◆ Assigned task 1 ◆
List every place name that appears in the discussion of colonization and Diamond's argument.
◆ Assigned task 2 ◆
According to the discussion of colonization and Diamond's argument, where were the colonial techniques later redeployed in America first developed?
◆ Assigned task 3 ◆
Carry on the discussion of colonization and Diamond's argument from its last sentence.

─── Excerpted text

I also can't think of a single instance in the New World where Europeans actually managed to more or less successfully effect the cultural "conversion" of an entire group of people over a huge area to the extent that China did. I actually can't think of a single instance where Europeans decided to even try to do that on a large scale.
Quite correct, as the Native Americans see it. It was not until the colonies became the US that the attempt at cultural conversion occurred, which was coupled with massive removal and segregation of Indians who HAD become integrated and productive members of American communities.

What does Diamond have to say about that?

I should read his books, at this point.
 
Anyhow - the callousness of society is the problem in my opinion, not Diamond's argument and while he doesn't intend to justify racists, whitewashers, etc. this material can be used by neo-colonial sorts.
I don't think it's the usability of ammunition for those sorts that's even the problem. I think the problem is that he takes colonization of the Americas an absolute given in the circumstances.

This, I think reflects a colonial mentality, as well as being a misrepresentation of events. As Masada pointed out, there's certainly alternative models of Imperialism in China which the Europeans did not even attempt to practice on remotely the same scale.

The other thing is that, at least in the case of the English nation, colonization of the Americas was a look backwards at how the English had dealt with roughly technologically equal opponents with superior resistance to disease. Colonial techniques consciously redeployed in the America were developed in the British Isles more than 50 years before the founding of Jamestown.

The problem isn't that it's Neo-Colonial, it's that it's post-colonial, in that it's a world distinctly shaped by colonization and takes for granted something that was a conscious decision on the part of the participants.

──────
─── Information supplied

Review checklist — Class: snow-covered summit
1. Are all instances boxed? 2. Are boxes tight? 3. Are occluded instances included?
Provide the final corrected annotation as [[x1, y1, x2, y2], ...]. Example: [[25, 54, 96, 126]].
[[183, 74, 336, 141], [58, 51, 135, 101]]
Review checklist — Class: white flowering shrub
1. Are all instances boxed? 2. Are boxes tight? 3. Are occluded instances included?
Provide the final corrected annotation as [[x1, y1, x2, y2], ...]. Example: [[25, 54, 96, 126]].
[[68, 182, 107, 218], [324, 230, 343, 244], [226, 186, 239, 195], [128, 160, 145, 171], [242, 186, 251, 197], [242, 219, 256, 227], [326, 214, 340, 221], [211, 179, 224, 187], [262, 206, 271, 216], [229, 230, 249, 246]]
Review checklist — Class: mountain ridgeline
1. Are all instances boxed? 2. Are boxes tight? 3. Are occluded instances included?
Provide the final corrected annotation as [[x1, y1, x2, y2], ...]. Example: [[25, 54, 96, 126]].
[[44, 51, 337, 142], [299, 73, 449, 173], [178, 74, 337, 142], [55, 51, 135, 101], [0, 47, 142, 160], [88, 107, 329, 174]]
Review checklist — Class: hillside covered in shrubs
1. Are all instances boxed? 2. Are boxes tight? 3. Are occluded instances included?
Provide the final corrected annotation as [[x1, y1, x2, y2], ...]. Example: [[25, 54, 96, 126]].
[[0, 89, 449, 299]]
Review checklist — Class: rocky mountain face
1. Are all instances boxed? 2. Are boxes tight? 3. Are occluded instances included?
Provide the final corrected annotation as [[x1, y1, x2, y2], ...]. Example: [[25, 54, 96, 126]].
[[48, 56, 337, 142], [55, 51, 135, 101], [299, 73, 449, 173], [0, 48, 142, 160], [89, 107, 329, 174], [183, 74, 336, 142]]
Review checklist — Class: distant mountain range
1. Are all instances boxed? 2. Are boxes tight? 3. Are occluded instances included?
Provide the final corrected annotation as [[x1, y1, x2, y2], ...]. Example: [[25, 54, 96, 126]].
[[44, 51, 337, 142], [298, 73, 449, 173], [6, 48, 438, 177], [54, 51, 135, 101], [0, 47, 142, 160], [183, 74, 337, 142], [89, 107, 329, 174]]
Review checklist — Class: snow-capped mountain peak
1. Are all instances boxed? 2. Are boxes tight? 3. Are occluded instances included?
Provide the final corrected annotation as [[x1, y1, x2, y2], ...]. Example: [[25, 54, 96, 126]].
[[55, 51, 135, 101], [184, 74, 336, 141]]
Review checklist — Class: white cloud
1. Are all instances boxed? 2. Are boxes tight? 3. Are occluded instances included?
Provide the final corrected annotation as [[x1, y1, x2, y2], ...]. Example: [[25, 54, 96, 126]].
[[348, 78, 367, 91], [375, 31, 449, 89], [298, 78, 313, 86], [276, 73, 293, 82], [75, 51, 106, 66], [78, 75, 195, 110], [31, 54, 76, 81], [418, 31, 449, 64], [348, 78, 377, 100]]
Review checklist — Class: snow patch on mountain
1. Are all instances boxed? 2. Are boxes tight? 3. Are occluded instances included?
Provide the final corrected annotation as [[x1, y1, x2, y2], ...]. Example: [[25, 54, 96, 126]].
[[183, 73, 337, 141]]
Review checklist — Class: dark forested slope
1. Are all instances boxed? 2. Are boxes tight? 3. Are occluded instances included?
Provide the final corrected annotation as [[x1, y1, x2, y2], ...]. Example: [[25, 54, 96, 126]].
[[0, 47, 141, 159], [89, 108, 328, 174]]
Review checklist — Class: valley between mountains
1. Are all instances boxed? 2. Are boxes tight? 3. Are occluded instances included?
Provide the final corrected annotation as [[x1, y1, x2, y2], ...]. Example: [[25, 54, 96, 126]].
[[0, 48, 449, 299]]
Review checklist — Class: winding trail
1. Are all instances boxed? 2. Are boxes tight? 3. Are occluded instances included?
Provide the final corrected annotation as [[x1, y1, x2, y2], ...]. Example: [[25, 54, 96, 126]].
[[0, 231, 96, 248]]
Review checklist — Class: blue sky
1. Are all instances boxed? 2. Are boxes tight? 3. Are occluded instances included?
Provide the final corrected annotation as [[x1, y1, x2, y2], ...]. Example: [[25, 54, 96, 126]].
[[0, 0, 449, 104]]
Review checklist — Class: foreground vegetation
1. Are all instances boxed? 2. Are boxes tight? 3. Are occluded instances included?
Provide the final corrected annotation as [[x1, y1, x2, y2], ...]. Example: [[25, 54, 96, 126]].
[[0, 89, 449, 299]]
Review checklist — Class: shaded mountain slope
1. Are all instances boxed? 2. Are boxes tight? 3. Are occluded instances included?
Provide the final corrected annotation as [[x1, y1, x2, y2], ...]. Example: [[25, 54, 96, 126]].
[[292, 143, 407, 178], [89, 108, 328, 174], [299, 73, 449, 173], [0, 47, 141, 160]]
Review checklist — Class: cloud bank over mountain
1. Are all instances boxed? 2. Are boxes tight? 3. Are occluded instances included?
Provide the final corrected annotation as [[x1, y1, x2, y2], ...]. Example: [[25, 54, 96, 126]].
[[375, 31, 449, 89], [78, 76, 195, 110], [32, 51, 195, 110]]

──────

◆ Answer 1 ◆
New World, China, US, Americas, British Isles, Jamestown

◆ Answer 2 ◆
In the British Isles, more than 50 years before the founding of Jamestown.

◆ Answer 3 ◆
I don't think his book argues why Europeans handled colonialism the way they did, but why they were successful at it (disease being a big factor). I think it's clear that European powers looked to recent precedents in their colonial models (England to Ireland, Spain to the Canary Islands and even to the Reconquista), but I also think, when you compare Ireland to the New World, that England's conquest of the New World (in spite of greater logistical difficulties) was easier than their conquest of Ireland. In some places, they were able to blunder into success even when the attempt was so disastrous that it should have failed (Jamestown being one example, but Plymouth Colony is another since, had 90% of the population not been wiped out, it would have been an entirely different equation).

One of the biggest reasons in North America was disease. However, he also argues that well-established populations due to a head start on agriculture is another. To draw the example away from the New World (because, quite frankly, most of the book does not deal with the new world), he uses Papua New Guinea. They had a well-established population that didn't assimilate into either Polynesian or Javanese cultures who otherwise dominated the region. He seems to also use Mexico and Peru as similar examples when compared to the northeast United States and Canada, which started corn cultivation fairly late (because they needed to develop a strain of corn that would grow in colder climates).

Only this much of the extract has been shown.